Edit the data below so that every occurrence of "pixel coordinates" reads "image coordinates", and keep every other character unchanged.

Entries from a dataset:

※ ※ ※

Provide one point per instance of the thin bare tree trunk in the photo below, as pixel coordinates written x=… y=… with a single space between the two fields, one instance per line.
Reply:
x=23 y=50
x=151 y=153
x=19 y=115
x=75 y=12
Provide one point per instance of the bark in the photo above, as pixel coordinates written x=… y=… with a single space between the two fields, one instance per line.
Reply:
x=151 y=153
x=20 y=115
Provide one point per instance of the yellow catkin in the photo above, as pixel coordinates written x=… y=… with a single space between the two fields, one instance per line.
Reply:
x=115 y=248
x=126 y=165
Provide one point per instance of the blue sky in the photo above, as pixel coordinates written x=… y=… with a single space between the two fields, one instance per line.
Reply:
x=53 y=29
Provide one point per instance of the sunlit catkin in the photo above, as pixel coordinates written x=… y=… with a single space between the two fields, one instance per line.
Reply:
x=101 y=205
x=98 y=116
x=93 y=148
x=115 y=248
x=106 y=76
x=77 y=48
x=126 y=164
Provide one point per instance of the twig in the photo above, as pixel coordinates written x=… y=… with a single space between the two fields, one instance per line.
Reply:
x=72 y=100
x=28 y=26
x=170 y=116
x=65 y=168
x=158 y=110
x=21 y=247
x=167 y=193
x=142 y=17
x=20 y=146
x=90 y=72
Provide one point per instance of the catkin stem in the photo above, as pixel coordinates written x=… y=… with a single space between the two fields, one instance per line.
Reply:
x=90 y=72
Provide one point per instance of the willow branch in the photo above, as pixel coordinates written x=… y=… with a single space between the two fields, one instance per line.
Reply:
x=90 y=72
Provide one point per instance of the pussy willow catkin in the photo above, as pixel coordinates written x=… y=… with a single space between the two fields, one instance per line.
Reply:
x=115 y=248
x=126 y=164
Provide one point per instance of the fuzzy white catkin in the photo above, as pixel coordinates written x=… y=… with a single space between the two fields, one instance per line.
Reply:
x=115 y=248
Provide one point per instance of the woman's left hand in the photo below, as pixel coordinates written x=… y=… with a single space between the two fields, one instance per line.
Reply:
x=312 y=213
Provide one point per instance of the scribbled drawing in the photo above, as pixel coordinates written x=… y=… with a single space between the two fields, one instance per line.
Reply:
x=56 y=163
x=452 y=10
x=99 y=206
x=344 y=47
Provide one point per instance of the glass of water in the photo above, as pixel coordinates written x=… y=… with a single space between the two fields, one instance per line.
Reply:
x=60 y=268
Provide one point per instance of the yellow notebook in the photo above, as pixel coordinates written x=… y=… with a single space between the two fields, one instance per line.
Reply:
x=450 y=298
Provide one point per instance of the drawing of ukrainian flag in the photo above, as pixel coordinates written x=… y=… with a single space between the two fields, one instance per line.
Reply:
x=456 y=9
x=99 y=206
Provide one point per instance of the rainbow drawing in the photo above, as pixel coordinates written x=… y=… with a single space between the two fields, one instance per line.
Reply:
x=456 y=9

※ ※ ※

Expected answer ->
Provide one point per instance of the thin bare tree trunk in the photo below, as image coordinates written x=… y=… with a single space between the two fields, one instance per line.
Reply:
x=23 y=50
x=151 y=153
x=19 y=115
x=75 y=12
Provide one point per instance of the bark in the photo above, as image coordinates written x=… y=… with a single space between the two fields, one instance per line.
Reply:
x=151 y=153
x=20 y=115
Provide one point per instance of the yellow catkin in the photo above, as image coordinates written x=… y=… with a single space between the two fields, one instance per line.
Reply:
x=115 y=248
x=126 y=165
Provide one point per instance of the blue sky in the photo above, as image coordinates written x=… y=… with a single space between the two fields, one instance per line.
Reply:
x=53 y=29
Provide one point per instance of the sunlit catkin in the photo above, as image coordinates written x=… y=… with a single space between the two fields, one instance per line.
Reply:
x=101 y=205
x=98 y=116
x=93 y=148
x=115 y=248
x=106 y=76
x=77 y=48
x=126 y=164
Provide one point per instance of the twig in the photo above, as image coordinates written x=… y=… with a single space between the two fields, one instance per line.
Reply:
x=72 y=100
x=28 y=26
x=170 y=116
x=65 y=168
x=158 y=110
x=21 y=247
x=167 y=193
x=142 y=17
x=20 y=146
x=90 y=72
Provide one point per instance of the catkin stem in the photo above, as image coordinates written x=… y=… with a single space between the two fields, one instance per line.
Reply:
x=90 y=72
Provide one point per instance of the willow branch in the photo above, as image coordinates written x=… y=… with a single space between the two fields, one instance per line.
Reply:
x=90 y=72
Provide one point per instance of the pussy willow catkin in the photo above, as image coordinates written x=… y=… with a single space between the two fields, one instance per line.
Reply:
x=115 y=248
x=126 y=164
Provide one point per instance of the fuzzy white catkin in the photo above, as image coordinates written x=… y=… with a single space between the two fields, one instance per line.
Reply:
x=115 y=248
Provide one point per instance of the woman's left hand in the photo below, as image coordinates written x=… y=… with a single space between the two fields, one instance per line.
Reply:
x=312 y=213
Provide one point per instance of the scribbled drawing in the photo above, as image coordinates written x=… y=… with a single space between the two fields, one instance per line.
Reply:
x=56 y=163
x=452 y=10
x=99 y=206
x=344 y=47
Provide one point per instance of the glass of water in the photo above, as image coordinates written x=… y=… with a single space between the two fields, one instance per line.
Reply:
x=60 y=268
Provide one point per instance of the yellow notebook in the photo above, as image coordinates written x=… y=… with a single space between the two fields, one instance per line.
Reply:
x=450 y=298
Provide one point per instance of the drawing of ukrainian flag in the photo above, as image coordinates written x=… y=… with a single space between the two fields, one instance per line.
Reply:
x=456 y=9
x=99 y=206
Provide one point per instance of the rainbow drawing in the photo above, as image coordinates written x=… y=… with a single space between the two fields, one instance per line.
Reply:
x=456 y=9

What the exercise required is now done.